§ Records for the task

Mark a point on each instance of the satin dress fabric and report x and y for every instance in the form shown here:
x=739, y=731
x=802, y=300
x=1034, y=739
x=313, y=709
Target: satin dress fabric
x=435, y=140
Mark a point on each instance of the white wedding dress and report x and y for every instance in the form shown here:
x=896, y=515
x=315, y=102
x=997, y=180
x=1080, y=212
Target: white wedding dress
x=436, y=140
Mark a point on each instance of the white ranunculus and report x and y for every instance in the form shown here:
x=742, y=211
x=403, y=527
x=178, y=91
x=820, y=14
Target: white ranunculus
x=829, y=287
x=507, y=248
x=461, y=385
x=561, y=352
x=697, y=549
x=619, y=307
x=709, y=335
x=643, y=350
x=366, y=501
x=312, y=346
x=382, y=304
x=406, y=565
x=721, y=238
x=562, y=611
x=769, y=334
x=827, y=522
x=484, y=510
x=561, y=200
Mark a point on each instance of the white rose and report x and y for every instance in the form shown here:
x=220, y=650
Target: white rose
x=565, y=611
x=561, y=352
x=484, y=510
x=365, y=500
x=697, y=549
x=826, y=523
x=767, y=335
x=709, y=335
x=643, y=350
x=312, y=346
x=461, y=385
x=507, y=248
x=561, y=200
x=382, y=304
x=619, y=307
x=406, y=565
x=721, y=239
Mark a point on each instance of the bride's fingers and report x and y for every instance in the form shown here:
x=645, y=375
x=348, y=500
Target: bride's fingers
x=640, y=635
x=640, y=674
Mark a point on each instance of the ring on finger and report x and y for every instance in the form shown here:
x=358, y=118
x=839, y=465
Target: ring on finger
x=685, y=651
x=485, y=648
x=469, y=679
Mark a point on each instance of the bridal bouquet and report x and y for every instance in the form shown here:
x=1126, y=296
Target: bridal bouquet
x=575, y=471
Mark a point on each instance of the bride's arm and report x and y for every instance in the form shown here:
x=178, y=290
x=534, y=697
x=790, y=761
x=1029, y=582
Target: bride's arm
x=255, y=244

§ Aim
Your task is to repeat the data exactly, with nothing left out.

§ Output of the task
Mark a point on each instance of the satin dress fabric and report x and y for every instance in the form shown here:
x=739, y=731
x=802, y=300
x=1034, y=739
x=313, y=709
Target: satin dress fabric
x=435, y=140
Mark a point on each instance of the white wedding dress and report x and y for every instance in the form shown here:
x=896, y=515
x=315, y=102
x=997, y=180
x=1080, y=212
Target: white wedding dress
x=436, y=140
Mark a point on each instance of the white ranunculus and report x and y for every instance in the form shown here:
x=742, y=211
x=403, y=527
x=178, y=91
x=820, y=14
Target: white ranunculus
x=829, y=287
x=507, y=248
x=461, y=385
x=561, y=352
x=697, y=549
x=619, y=307
x=709, y=335
x=643, y=350
x=366, y=501
x=312, y=346
x=382, y=304
x=406, y=565
x=721, y=238
x=562, y=611
x=769, y=334
x=827, y=522
x=484, y=510
x=561, y=200
Mark a point on each instance of the white rose and report x and y for every instance in the form shown here:
x=220, y=650
Target: white rose
x=565, y=611
x=561, y=352
x=484, y=510
x=365, y=500
x=697, y=549
x=826, y=523
x=767, y=335
x=709, y=335
x=643, y=350
x=312, y=346
x=461, y=385
x=507, y=248
x=561, y=200
x=382, y=304
x=619, y=307
x=406, y=565
x=721, y=239
Mark a point on each instance of the bride's fingers and report x and y for every instance in the form shown here:
x=645, y=375
x=348, y=500
Target: bride's fingers
x=640, y=635
x=640, y=674
Mark a point on each instance of the ring on finger and report x and y for every instance in the form shown here:
x=358, y=118
x=839, y=465
Target: ring on finger
x=685, y=651
x=485, y=648
x=469, y=679
Mark a point on each instance of the bridal bouquet and report x and y for every instance in the form shown here:
x=1126, y=296
Target: bridal bouquet
x=575, y=471
Mark a point on each instance of the bride's arm and report x and y for every instance in the form shown here:
x=178, y=290
x=534, y=697
x=790, y=761
x=1029, y=582
Target: bride's arm
x=255, y=244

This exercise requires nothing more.